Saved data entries
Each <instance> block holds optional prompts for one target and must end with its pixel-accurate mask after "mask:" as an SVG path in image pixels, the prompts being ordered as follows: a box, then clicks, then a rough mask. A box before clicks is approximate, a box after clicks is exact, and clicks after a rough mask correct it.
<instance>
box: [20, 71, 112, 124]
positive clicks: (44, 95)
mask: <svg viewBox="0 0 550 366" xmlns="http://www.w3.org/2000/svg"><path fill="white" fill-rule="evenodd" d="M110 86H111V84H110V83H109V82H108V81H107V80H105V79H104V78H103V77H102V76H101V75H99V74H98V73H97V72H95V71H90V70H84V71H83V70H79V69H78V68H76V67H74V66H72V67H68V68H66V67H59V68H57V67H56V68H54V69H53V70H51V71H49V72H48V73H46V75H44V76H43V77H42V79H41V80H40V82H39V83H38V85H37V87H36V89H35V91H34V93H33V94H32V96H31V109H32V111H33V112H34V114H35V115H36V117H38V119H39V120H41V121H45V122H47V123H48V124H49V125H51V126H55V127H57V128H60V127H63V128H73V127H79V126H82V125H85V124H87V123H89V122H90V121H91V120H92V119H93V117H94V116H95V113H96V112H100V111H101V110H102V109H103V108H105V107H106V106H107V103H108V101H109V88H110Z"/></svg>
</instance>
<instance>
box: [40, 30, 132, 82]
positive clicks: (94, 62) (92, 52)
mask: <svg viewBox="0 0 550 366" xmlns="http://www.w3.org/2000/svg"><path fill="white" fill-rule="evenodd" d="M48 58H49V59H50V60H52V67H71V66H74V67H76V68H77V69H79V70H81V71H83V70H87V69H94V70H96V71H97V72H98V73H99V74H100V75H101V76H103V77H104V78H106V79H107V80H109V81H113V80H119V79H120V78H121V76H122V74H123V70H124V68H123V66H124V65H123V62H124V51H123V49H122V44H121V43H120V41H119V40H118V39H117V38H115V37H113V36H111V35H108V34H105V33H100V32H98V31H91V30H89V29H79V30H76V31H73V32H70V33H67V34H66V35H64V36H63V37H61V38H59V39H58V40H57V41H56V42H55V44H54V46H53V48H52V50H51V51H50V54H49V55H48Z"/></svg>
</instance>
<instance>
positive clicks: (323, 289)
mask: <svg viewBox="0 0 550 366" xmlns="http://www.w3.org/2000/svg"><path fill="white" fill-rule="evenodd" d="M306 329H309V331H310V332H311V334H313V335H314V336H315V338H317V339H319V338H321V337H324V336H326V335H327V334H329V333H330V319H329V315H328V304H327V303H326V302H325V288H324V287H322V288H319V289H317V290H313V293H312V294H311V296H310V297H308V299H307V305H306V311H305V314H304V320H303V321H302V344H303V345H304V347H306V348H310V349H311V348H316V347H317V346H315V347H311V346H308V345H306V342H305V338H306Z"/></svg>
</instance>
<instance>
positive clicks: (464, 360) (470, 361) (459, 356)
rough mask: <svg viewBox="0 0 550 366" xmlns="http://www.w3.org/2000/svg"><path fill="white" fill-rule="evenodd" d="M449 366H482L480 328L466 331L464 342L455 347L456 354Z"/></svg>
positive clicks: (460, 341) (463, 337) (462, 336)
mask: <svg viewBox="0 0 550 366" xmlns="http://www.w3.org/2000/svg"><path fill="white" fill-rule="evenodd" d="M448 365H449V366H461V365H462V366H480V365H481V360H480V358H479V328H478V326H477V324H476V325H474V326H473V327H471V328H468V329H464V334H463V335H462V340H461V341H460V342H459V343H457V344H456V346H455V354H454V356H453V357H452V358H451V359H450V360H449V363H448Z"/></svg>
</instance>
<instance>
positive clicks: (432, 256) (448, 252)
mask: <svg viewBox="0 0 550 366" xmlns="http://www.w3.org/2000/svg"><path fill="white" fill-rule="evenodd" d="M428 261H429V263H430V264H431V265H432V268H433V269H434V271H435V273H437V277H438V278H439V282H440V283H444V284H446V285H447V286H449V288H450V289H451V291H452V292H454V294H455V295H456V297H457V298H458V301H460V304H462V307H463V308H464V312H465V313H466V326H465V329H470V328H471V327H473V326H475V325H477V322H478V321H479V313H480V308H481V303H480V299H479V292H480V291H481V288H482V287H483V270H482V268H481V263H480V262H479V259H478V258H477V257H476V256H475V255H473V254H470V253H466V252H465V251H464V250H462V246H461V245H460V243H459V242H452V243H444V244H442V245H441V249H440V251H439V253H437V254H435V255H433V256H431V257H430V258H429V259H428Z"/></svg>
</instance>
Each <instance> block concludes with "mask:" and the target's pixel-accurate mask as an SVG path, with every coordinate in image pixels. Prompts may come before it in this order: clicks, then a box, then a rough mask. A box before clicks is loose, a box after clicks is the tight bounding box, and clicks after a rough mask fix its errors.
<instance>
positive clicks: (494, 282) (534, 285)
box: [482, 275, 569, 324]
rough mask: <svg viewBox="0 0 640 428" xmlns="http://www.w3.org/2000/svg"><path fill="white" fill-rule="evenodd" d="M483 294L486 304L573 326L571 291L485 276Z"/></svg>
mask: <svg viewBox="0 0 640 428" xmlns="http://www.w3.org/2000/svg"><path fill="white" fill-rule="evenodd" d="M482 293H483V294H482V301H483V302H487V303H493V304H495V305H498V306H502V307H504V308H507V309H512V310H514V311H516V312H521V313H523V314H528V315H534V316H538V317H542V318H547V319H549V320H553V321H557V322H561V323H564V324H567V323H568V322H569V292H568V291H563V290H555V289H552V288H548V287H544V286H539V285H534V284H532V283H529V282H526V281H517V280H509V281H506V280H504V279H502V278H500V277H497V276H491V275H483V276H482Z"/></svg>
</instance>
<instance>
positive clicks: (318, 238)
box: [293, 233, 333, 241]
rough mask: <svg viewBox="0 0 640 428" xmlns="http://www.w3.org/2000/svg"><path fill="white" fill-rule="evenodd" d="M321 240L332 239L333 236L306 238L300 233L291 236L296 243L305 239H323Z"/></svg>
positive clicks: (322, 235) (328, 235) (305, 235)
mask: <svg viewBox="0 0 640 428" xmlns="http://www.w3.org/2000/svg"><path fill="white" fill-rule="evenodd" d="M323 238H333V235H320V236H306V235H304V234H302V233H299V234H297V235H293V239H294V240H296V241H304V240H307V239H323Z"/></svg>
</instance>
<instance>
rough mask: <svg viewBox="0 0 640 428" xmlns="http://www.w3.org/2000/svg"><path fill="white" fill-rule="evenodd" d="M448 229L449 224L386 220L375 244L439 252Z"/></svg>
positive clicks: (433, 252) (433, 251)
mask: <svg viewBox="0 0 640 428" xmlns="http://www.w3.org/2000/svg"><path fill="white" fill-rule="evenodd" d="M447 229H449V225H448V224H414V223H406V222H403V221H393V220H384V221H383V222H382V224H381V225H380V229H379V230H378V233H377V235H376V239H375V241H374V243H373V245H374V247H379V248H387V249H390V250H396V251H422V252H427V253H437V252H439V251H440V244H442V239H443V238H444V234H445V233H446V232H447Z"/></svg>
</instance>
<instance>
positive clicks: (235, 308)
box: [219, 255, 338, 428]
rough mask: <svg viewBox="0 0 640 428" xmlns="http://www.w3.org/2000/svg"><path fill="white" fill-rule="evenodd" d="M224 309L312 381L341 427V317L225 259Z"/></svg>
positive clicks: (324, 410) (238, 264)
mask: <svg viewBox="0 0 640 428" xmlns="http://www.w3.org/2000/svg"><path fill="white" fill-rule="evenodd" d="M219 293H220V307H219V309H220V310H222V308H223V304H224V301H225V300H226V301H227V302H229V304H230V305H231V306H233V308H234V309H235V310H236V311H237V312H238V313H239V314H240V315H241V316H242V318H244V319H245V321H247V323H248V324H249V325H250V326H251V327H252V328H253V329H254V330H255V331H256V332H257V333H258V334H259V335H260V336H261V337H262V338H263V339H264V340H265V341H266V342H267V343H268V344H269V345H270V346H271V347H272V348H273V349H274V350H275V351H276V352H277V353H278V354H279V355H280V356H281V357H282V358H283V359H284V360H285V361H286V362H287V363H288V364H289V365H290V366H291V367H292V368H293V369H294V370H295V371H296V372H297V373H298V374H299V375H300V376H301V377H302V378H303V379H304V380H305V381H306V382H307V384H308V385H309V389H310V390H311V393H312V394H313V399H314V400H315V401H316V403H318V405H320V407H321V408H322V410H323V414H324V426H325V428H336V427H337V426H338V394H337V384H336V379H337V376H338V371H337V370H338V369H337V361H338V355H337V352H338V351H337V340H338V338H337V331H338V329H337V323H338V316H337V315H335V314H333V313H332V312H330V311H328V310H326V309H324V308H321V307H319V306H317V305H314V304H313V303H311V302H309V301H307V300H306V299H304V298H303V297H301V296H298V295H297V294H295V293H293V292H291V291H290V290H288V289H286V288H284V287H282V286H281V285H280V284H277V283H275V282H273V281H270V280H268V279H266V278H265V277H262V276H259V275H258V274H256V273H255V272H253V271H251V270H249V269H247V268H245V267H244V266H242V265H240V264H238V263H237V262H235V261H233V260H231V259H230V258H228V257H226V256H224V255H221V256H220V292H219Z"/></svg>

# EXERCISE
Using the records above, output exactly the lines from the first through the line that contains "box: [20, 71, 112, 124]", with both of those included.

# PROBLEM SOLUTION
Each <instance> block holds optional prompts for one target and must end with its pixel-accurate mask after "mask:" as an SVG path in image pixels, the prompts being ordered as follows: a box, then clicks, then a rough mask. A box before clicks is approximate, a box after clicks is exact, and clicks after a rough mask correct it.
<instance>
box: [20, 71, 112, 124]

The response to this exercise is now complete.